Copy the records below, changing every "Detect" to "Locate" and leaving everything else unchanged.

Excerpted records ▸
==============================

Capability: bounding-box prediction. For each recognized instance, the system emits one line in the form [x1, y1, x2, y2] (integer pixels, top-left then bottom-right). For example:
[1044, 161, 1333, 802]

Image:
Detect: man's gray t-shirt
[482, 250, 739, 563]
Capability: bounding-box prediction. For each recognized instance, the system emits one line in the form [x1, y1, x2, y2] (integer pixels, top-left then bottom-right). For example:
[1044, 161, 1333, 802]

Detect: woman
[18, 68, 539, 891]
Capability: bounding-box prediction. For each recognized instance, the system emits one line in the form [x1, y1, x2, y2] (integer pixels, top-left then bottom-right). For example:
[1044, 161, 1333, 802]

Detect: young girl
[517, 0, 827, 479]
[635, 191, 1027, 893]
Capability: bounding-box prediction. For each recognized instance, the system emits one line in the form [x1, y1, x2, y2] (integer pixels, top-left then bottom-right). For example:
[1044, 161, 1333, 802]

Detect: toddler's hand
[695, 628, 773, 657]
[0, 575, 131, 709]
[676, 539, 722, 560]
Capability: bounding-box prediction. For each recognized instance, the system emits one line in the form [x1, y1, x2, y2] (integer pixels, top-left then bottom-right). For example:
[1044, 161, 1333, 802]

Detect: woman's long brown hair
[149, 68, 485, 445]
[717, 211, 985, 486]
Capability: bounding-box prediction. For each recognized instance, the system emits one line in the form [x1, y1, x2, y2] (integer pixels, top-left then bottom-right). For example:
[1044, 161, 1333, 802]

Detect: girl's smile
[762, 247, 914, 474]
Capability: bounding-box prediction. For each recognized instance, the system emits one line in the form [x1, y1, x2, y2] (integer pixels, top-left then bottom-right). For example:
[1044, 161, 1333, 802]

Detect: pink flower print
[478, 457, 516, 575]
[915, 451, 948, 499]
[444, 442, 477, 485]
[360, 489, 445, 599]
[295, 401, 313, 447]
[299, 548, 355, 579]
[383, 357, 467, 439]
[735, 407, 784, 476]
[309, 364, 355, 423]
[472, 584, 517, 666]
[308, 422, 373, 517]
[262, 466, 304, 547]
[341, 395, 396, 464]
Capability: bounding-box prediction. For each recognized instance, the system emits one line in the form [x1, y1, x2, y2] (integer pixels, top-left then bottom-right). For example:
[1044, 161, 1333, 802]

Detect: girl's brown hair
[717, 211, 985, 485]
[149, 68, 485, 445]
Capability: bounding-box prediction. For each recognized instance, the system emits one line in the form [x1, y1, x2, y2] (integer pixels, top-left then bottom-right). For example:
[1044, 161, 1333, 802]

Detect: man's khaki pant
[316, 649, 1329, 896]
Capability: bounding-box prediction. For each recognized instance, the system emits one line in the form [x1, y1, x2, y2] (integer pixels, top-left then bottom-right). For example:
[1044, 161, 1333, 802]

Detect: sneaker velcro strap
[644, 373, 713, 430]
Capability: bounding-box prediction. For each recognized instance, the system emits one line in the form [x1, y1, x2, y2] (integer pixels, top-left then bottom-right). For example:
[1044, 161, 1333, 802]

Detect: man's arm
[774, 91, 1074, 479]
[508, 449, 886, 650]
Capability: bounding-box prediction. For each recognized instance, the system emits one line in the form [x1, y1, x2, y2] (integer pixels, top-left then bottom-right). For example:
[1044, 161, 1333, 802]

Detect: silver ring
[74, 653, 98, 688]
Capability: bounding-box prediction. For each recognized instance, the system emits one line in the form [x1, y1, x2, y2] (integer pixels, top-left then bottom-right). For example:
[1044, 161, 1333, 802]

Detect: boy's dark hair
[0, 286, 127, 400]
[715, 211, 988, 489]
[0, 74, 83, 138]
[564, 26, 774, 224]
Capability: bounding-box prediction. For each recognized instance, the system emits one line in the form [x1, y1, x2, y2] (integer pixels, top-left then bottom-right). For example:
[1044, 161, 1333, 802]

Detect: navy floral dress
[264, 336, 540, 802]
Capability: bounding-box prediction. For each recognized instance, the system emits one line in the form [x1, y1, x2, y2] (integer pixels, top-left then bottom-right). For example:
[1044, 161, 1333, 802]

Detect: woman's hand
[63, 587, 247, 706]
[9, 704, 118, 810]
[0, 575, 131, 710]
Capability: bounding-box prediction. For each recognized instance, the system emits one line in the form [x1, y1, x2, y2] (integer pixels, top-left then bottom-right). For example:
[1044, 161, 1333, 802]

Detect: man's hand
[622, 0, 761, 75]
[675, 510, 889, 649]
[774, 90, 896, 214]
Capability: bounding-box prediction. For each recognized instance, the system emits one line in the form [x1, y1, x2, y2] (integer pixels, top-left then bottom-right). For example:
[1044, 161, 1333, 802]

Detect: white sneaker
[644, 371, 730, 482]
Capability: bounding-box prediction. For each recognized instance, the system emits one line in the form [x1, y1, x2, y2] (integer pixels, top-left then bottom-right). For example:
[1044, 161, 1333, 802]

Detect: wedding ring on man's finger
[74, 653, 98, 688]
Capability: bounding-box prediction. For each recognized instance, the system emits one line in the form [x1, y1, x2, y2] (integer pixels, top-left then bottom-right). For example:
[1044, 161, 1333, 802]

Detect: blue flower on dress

==============================

Output for this task ▸
Capability: bounding-box prediction. For each recognized instance, the system emits one line in the form [x1, y1, x2, y2] (integer pixels, top-left then bottom-right). For example:
[1044, 161, 1333, 802]

Image:
Locate: man's gray t-shirt
[482, 250, 739, 563]
Capability: bounding-box prediction. For each recognized instance, the system emits one line in the form [x1, y1, x2, y2] (integer pixels, top-left then bottom-right). For example:
[1044, 161, 1333, 802]

Locate: woman
[18, 68, 539, 891]
Capability: bounding-box prediction. For each recognized instance, the system emits one line in the form [x1, y1, x2, y2] (integer pixels, top-left then bottom-right). For example:
[1044, 161, 1333, 802]

Locate: young girl
[517, 0, 827, 479]
[635, 191, 1027, 893]
Capability: bounding-box prediction. For each recognized instance, the system emits one line in the form [x1, y1, x2, y2] (integer pixels, top-left then bottom-right). For example:
[1044, 161, 1333, 802]

Locate: toddler's hand
[695, 628, 773, 657]
[0, 575, 131, 709]
[676, 539, 722, 560]
Capability: bounding-box prediction. For each recognized instance, the system emits one line in the form [x1, y1, x2, y2] (integer pixels, top-left then bottom-right). For example:
[1044, 161, 1333, 802]

Locate: woman's long brown hair
[149, 68, 485, 445]
[717, 211, 985, 486]
Capability: bounding-box prediction. For each recognized instance, the system emits one line in the form [x1, y1, x2, y2] (integer pixels, top-left then bottom-right). For example:
[1044, 161, 1333, 802]

Locate: girl's smile
[762, 247, 914, 474]
Capability: bounding-box prediction. For each recognized instance, the system emits one line in the form [x1, y1, x2, y2] (integer pixels, top-left then bottom-right). For example:
[1044, 161, 1333, 802]

Locate: pink flower print
[478, 457, 516, 575]
[915, 451, 948, 499]
[444, 442, 477, 485]
[360, 489, 445, 599]
[295, 401, 313, 447]
[299, 548, 355, 579]
[383, 357, 467, 439]
[735, 407, 784, 476]
[309, 364, 355, 423]
[472, 584, 517, 666]
[308, 422, 373, 517]
[262, 466, 304, 547]
[341, 395, 396, 464]
Capability: bounding-box prediction. For each recognized instance, the system emits one line in the form [x1, y1, x2, y2] (integer pixels, top-left then bottom-right). For example:
[1044, 161, 1333, 802]

Locate: girl's brown hair
[717, 211, 985, 485]
[149, 68, 485, 445]
Capability: bounding-box prediction. For each recognized instance, the system emits one line in the form [x1, y1, x2, y2] (integer pixels, top-left then bottom-right). For example:
[1044, 161, 1333, 802]

Locate: man's khaki pant
[316, 649, 1329, 896]
Capability: bounding-box prediction. For each recognized instance, the system emits one line in the form [x1, y1, x2, y2] (integer pixels, top-left then bottom-right). For example:
[1044, 161, 1333, 802]

Locate: sneaker velcro strap
[644, 373, 713, 430]
Capability: bounding-box prediction. For each recognized instance, the system emits one line in the form [x1, y1, x2, y2] (integer pixels, top-left then bottom-right). For example:
[1044, 161, 1333, 802]

Locate: man's arm
[774, 91, 1074, 479]
[508, 449, 886, 650]
Capability: bounding-box prediction. For each recognized instance, the system emits one line in the form [x1, y1, x2, y2] (integer pixels, top-left then bottom-right). For example:
[1044, 161, 1333, 802]

Locate: silver ring
[74, 653, 98, 688]
Capability: bounding-box prediction. For each recognized instance, the system emits one line in the form [x1, y1, x2, y2] (integer pixels, top-left then bottom-right). For example:
[1044, 161, 1333, 802]

Locate: boy's dark hair
[0, 286, 127, 400]
[715, 211, 988, 489]
[0, 74, 83, 138]
[564, 26, 774, 224]
Capability: bounding-box prediction. For each recognized instance, the system emits one line in the form [x1, y1, x2, y2] (integer pixels, top-left then bottom-right). For example:
[1044, 161, 1333, 802]

Locate: navy floral dress
[264, 336, 540, 802]
Capability: bounding-box prediction. For each recognized instance, the system emits one line in the form [x1, y1, x2, y2] (integer pixels, top-left then bottom-right). For example:
[1044, 161, 1333, 802]

Locate: woman's hand
[63, 587, 247, 706]
[9, 704, 118, 810]
[0, 575, 131, 710]
Capability: bounding-box prediction. For each recognized instance, the system emits one line in the form [x1, y1, x2, y2] (integer pixels, top-left then bottom-right). For example:
[1044, 161, 1333, 802]

Locate: man's hand
[622, 0, 761, 75]
[675, 510, 889, 649]
[774, 90, 896, 214]
Capability: bounding-box prediction. For each recognized instance, the system emits one line in the form [x1, y1, x2, y2] (integer pixels, top-left then bottom-right). For example:
[1044, 161, 1333, 802]

Locate: white sneaker
[644, 371, 730, 482]
Capability: bounding-box prediction. For each recognized instance, the system emits one line in the form [x1, y1, x2, y2] (integer pixels, top-left then bottom-right). For example:
[1044, 161, 1333, 802]

Locate: wedding ring on man's finger
[74, 653, 98, 688]
Capability: bounding-box prediction. For each recognized instance, the system emits one line in the form [x1, y1, x2, y2] (integer pixels, top-left then bottom-right). For example:
[1044, 161, 1333, 802]

Locate: blue flower on dress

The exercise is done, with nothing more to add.